**WHAT YOU SHOULD DO**
From the records below, copy out each line that has the word "decorative".
Start of Block
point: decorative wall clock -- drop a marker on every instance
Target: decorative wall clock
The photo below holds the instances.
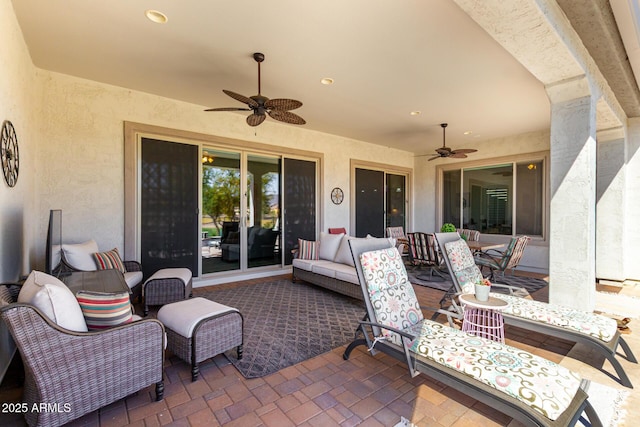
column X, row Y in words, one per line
column 9, row 153
column 337, row 195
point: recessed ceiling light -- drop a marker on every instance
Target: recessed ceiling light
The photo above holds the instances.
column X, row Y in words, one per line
column 156, row 16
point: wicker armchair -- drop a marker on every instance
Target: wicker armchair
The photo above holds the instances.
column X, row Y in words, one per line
column 82, row 371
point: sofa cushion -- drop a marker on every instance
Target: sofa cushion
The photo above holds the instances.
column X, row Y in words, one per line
column 329, row 244
column 132, row 278
column 307, row 249
column 104, row 310
column 109, row 260
column 54, row 300
column 343, row 255
column 327, row 270
column 80, row 255
column 307, row 264
column 346, row 273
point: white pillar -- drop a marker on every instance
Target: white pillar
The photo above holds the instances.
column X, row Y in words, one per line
column 573, row 195
column 611, row 206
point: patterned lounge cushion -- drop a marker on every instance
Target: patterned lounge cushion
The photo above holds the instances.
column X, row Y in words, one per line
column 543, row 385
column 463, row 265
column 307, row 249
column 600, row 327
column 392, row 296
column 105, row 310
column 109, row 260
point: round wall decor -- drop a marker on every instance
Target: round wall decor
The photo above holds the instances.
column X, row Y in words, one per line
column 337, row 195
column 9, row 153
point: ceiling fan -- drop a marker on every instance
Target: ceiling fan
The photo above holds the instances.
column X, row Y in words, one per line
column 261, row 105
column 445, row 151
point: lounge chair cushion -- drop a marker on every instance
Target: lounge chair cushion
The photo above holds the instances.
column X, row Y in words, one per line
column 105, row 310
column 543, row 385
column 600, row 327
column 54, row 299
column 80, row 255
column 392, row 296
column 464, row 265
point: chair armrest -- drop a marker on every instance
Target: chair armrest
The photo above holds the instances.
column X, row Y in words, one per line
column 78, row 367
column 132, row 266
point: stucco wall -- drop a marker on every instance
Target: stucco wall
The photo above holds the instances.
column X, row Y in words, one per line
column 19, row 92
column 82, row 160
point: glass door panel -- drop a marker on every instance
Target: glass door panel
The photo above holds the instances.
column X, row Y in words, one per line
column 396, row 201
column 263, row 210
column 299, row 204
column 220, row 229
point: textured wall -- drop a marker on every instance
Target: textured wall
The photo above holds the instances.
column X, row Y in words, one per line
column 82, row 160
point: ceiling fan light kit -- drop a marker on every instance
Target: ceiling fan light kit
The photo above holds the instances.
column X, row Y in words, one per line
column 278, row 109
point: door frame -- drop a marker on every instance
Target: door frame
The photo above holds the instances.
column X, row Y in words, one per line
column 134, row 132
column 387, row 169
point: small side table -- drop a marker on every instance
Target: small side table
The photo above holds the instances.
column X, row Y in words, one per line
column 483, row 318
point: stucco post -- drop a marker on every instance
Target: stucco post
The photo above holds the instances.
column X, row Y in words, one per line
column 631, row 249
column 611, row 205
column 573, row 195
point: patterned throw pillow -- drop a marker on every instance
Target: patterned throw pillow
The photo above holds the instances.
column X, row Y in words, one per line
column 308, row 249
column 104, row 310
column 108, row 260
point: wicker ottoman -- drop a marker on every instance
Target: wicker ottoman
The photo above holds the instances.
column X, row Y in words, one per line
column 166, row 286
column 198, row 329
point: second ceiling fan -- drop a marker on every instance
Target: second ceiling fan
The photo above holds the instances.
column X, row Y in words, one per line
column 445, row 151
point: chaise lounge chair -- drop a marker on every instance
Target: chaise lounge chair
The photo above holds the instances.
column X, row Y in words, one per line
column 521, row 385
column 594, row 330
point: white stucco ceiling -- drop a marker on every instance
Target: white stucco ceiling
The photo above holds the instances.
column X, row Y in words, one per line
column 387, row 58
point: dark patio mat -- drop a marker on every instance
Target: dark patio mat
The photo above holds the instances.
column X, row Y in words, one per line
column 286, row 323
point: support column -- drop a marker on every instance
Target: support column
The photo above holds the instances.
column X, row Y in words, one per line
column 573, row 195
column 611, row 205
column 631, row 249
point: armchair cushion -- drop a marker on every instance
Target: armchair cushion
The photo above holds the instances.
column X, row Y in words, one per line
column 104, row 310
column 108, row 260
column 80, row 255
column 54, row 299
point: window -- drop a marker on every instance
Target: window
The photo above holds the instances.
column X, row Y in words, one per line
column 506, row 198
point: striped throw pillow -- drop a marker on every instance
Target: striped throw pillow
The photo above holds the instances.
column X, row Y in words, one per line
column 308, row 249
column 104, row 310
column 108, row 260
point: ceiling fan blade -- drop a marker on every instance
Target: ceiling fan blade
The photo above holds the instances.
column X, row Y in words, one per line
column 255, row 119
column 228, row 109
column 250, row 102
column 282, row 104
column 287, row 117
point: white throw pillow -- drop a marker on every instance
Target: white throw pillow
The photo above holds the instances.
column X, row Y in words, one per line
column 54, row 299
column 343, row 256
column 329, row 244
column 80, row 255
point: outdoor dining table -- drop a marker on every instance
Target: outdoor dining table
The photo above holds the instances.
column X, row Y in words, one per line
column 480, row 246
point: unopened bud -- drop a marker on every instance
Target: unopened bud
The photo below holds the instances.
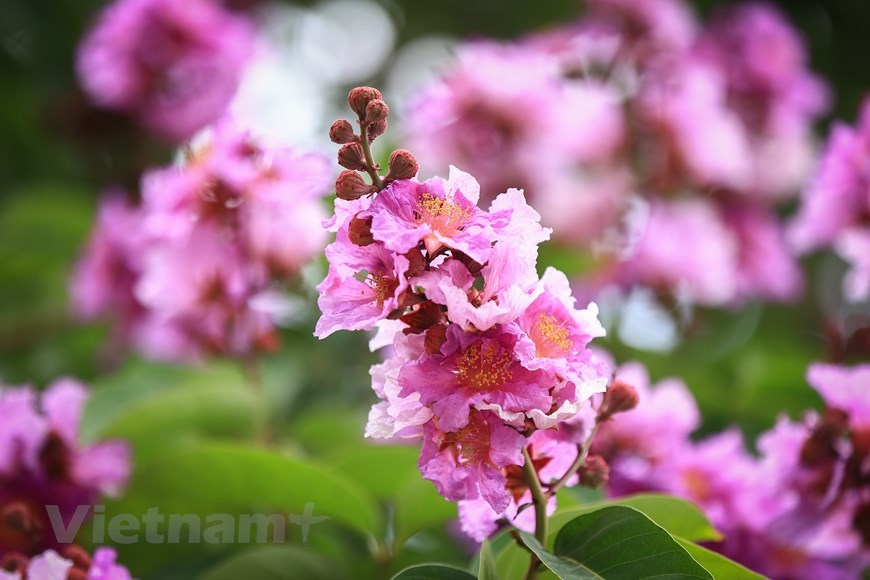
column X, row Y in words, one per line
End of Block
**WRITTEN ANSWER**
point: decorative wall clock -- drop a marker on every instance
Target: decorative wall clock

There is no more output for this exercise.